::: Passage to read :::
Right place, right time, right actor: The Moonlighting rewatch
Unless you are of a certain age (the age where your back hurts for no good reason at all), you likely don’t know much about Moonlighting, a romantic comedy/mystery show that ran from 1985-1989 and starred a pre-Die Hard Bruce Willis and Cybill Shepherd. The chemistry between the two leads was sizzling and the “cast of charming weirdos who solve crimes” formula was still relatively new at the time, so Moonlighting felt like it came from another planet. A fun planet where everyone was sexy and banter flowed like wine. It was a huge hit.
Eventually, Willis’ rapidly-rising star began to rub the notoriously jealous Shepherd the wrong way (she had a similar reaction to being outshined by Christine Baranski on the show Cybill a decade later) and the on-screen bickering became a mirror of what was going on off-screen. Not to put their enmity all on Shepherd, of course; I somehow doubt Willis was enthusiastic about solving the mystery of the week once he was the hottest new action star in Hollywood. Moonlight chugged along, but by the last season, the shine was very much off the moon, so to speak, and nobody was terribly sorry to see it go.
I remembered liking Moonlighting a lot and watched it religiously when it aired, but I hadn’t seen it since. Willis being Willis meant that Moonlighting wasn’t available to stream anywhere until it recently landed on Hulu, and I never bought the DVDs or anything. But hey, my husband was out of town and I had nothing better to do (a phrase that comes up so often in these posts I’m thinking of changing the name of the newsletter) and figured why not enjoy a little walk down memory lane. At worst, I figured it would be as problematic as all the other stuff I liked in the 80s; at best, it would be cute, if very dated.
What happened next genuinely shocked me.
The pilot follows a plot not dissimilar from Schitt’s Creek: wealthy ex-model Maddie Hayes discovers that her accountant has made off with her millions, leaving her with just her house, her car, and a detective agency she owned as a tax write-off. She goes there to shut it down and recoup some of her money, but eventually ends up entangled in a mystery. And yet this didn’t feel like an artifact of bygone decades. The clothes were truly something to behold (so. much. pastel.), and the pop culture references were of course wildly out of date, but with a few minor tweaks, you could use that exact script today. Is it that Moonlighting was progressive, or just the things it was calling out are still issues today? Yes.
::: Data listing :::
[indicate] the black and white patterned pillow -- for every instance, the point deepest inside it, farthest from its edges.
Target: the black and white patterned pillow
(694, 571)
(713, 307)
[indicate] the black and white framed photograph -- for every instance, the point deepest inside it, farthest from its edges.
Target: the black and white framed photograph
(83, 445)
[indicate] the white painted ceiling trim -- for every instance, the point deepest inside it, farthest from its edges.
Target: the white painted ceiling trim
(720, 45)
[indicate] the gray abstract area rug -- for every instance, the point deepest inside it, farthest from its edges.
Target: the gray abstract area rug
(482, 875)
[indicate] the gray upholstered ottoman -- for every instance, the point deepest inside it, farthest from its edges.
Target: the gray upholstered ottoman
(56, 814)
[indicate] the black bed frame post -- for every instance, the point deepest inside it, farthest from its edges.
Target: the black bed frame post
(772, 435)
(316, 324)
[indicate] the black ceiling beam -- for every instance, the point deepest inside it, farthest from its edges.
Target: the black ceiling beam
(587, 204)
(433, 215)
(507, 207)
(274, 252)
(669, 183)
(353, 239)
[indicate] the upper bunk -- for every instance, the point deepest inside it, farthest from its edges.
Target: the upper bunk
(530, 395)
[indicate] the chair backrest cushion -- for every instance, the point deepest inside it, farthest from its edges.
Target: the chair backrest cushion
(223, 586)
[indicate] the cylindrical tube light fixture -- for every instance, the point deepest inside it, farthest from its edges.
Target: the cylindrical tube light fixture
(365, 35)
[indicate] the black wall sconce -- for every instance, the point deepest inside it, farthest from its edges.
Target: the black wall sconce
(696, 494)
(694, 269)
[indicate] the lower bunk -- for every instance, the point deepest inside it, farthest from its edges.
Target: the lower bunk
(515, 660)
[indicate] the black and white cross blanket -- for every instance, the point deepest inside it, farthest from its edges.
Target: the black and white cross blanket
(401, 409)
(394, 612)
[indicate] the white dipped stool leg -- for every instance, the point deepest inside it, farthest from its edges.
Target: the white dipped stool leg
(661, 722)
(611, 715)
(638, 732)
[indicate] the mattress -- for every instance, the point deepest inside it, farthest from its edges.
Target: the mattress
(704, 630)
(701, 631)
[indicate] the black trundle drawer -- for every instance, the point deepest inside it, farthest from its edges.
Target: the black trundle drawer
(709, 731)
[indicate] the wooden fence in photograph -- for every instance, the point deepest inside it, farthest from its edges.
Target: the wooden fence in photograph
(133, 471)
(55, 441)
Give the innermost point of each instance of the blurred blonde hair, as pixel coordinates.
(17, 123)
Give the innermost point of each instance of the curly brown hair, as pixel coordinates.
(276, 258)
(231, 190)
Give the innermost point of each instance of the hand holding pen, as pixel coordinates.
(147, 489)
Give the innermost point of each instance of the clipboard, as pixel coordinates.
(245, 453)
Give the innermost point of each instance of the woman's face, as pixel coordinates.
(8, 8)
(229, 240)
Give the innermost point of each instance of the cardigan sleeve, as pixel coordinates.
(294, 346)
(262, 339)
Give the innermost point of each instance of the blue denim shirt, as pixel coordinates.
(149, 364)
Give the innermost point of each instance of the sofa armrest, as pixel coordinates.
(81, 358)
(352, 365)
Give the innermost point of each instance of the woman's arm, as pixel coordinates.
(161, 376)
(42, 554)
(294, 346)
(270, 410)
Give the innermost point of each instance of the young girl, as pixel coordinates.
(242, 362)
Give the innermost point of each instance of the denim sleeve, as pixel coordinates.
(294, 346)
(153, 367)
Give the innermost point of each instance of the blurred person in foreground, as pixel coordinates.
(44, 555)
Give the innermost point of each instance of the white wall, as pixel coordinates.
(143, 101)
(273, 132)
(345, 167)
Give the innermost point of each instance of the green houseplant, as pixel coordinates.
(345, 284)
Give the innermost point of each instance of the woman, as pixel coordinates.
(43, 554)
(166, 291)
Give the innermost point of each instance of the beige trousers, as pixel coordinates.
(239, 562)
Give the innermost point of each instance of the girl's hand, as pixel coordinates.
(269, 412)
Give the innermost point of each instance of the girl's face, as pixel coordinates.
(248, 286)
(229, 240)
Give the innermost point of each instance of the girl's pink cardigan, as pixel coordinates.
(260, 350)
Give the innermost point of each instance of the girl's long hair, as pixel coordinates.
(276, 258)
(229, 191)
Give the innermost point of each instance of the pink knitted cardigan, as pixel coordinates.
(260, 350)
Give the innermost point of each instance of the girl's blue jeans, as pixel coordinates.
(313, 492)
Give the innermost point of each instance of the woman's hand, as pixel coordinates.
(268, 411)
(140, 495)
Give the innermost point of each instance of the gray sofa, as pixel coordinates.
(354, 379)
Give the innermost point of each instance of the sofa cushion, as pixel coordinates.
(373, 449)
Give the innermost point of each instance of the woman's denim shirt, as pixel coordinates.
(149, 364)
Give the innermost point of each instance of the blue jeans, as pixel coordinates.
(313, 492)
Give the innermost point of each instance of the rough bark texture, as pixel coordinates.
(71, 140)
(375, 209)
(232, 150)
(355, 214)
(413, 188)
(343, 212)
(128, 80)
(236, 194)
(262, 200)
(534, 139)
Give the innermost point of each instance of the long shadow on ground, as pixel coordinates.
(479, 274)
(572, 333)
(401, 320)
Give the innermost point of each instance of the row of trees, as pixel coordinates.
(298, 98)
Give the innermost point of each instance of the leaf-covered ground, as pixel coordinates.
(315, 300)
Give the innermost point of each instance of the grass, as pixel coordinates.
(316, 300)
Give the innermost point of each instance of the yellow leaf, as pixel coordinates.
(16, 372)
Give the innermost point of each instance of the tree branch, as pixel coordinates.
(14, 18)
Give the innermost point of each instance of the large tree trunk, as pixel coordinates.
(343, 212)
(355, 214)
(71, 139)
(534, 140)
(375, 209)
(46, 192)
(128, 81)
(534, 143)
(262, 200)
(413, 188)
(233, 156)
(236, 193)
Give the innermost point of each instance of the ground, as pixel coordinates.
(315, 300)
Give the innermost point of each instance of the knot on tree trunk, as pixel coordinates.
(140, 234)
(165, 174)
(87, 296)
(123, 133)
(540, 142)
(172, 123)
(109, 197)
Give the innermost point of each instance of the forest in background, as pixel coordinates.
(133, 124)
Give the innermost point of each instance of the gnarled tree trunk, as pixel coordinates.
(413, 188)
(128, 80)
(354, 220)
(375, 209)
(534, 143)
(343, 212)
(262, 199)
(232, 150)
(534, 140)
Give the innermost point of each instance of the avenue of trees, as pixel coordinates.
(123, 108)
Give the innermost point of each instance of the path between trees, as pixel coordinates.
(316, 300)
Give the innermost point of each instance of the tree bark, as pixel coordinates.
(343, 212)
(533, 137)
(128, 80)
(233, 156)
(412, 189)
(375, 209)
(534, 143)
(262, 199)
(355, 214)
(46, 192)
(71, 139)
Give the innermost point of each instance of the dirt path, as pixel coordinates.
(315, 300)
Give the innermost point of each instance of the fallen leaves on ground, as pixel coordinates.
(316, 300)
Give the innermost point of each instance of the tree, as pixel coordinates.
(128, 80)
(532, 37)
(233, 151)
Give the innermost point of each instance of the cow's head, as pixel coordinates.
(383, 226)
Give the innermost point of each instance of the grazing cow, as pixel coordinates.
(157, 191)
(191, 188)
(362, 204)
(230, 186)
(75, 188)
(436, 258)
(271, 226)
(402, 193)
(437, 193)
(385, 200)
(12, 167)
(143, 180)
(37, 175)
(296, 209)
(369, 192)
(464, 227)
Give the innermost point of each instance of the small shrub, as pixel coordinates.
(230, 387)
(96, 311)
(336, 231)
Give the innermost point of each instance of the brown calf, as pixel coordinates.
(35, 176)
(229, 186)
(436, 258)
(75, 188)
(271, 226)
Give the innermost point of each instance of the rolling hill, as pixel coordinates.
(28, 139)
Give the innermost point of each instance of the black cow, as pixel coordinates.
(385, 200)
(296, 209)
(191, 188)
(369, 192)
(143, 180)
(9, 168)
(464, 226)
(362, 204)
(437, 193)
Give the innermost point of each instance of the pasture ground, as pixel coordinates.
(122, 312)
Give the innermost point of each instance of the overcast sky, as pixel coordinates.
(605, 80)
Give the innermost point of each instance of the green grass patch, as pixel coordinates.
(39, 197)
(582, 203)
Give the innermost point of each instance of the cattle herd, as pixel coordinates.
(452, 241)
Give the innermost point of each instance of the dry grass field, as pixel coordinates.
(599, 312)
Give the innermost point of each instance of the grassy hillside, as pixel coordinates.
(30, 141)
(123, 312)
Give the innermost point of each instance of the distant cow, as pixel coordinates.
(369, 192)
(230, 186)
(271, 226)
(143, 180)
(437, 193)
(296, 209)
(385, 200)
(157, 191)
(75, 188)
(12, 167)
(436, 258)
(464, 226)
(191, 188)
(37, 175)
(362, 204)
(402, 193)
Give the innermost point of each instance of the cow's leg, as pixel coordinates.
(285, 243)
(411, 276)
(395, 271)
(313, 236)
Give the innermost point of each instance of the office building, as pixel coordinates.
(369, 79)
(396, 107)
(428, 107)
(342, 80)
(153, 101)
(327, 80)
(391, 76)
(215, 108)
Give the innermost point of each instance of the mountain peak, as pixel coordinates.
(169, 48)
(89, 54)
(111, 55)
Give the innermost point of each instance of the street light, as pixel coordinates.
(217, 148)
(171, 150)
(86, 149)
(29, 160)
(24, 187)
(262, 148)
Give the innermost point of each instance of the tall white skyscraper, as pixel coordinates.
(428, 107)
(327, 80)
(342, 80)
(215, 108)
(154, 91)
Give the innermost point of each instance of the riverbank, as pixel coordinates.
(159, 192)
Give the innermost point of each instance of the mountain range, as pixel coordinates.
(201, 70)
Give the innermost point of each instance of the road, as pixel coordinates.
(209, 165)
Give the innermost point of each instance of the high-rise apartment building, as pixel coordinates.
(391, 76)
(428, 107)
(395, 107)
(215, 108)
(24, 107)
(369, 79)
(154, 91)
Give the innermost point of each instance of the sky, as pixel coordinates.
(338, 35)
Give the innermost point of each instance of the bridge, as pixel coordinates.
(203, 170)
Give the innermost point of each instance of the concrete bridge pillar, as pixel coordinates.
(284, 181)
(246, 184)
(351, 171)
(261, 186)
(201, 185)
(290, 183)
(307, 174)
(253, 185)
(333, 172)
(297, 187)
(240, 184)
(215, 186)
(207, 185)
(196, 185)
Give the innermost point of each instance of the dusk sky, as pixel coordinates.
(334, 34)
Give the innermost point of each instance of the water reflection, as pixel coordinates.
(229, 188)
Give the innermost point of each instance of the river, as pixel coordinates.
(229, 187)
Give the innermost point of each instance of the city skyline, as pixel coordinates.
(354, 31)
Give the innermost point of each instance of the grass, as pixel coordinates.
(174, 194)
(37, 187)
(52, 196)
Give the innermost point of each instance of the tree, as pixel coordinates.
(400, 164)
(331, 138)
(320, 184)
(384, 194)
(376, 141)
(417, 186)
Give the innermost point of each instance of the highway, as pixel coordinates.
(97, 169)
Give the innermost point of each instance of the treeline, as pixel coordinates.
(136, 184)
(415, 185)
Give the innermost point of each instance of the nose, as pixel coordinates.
:::
» **Things to do**
- A) Answer these from the Moonlighting rewatch post, one per line:
(i) In what years did Moonlighting air?
(ii) On what service did Moonlighting recently become available to stream?
(iii) What did Maddie Hayes have left after her accountant made off with her millions?
- B) According to the Moonlighting rewatch post, why did Moonlighting feel like it came from another planet? Answer in one to three sentences.
- C) Pick up the Moonlighting rewatch post after its final sentence and carry it forward in the same voice.

» **Answers**
- A)
(i) 1985-1989
(ii) Hulu
(iii) Her house, her car, and a detective agency she owned as a tax write-off

- B) The chemistry between the two leads was sizzling. Also, the "cast of charming weirdos who solve crimes" formula was still relatively new at the time.

- C)
So that was a surprise, but that wasn’t the shocking thing. No, what blew my mind was that I still remembered exact lines of dialog. Plotlines. I remembered specific details from each and every episode of that first season. I don’t walk around reciting them; I had no idea I had this information in my head. But there I was, delivering David Addison’s punchlines before he did, anticipating Maddie’s pouts before her mouth twitched. I recalled immediately that Miss Depesto fell for the murderer in one episode, and that said murderer was played by her real-life husband.
How did I know all of this? Why did I know all of this?
Ask me about Tom Baker’s run of Doctor Who and I can answer in minute detail because I watched those episodes over and over and over again for many, many years. I still do, in fact. Conversely, I liked Simon & Simon and Riptide at least as much as I did Moonlighting, but I don’t remember much about them at all. There was a giant pink helicopter named the Screaming Mimi. And a robot. Everything in the 80s had a robot at some point. Vague images, but nothing terribly specific.
So what was it about this show that caused bits of it to fuse to my memory, seemingly forever? To try to figure it out, first I did a little research on how we form memories.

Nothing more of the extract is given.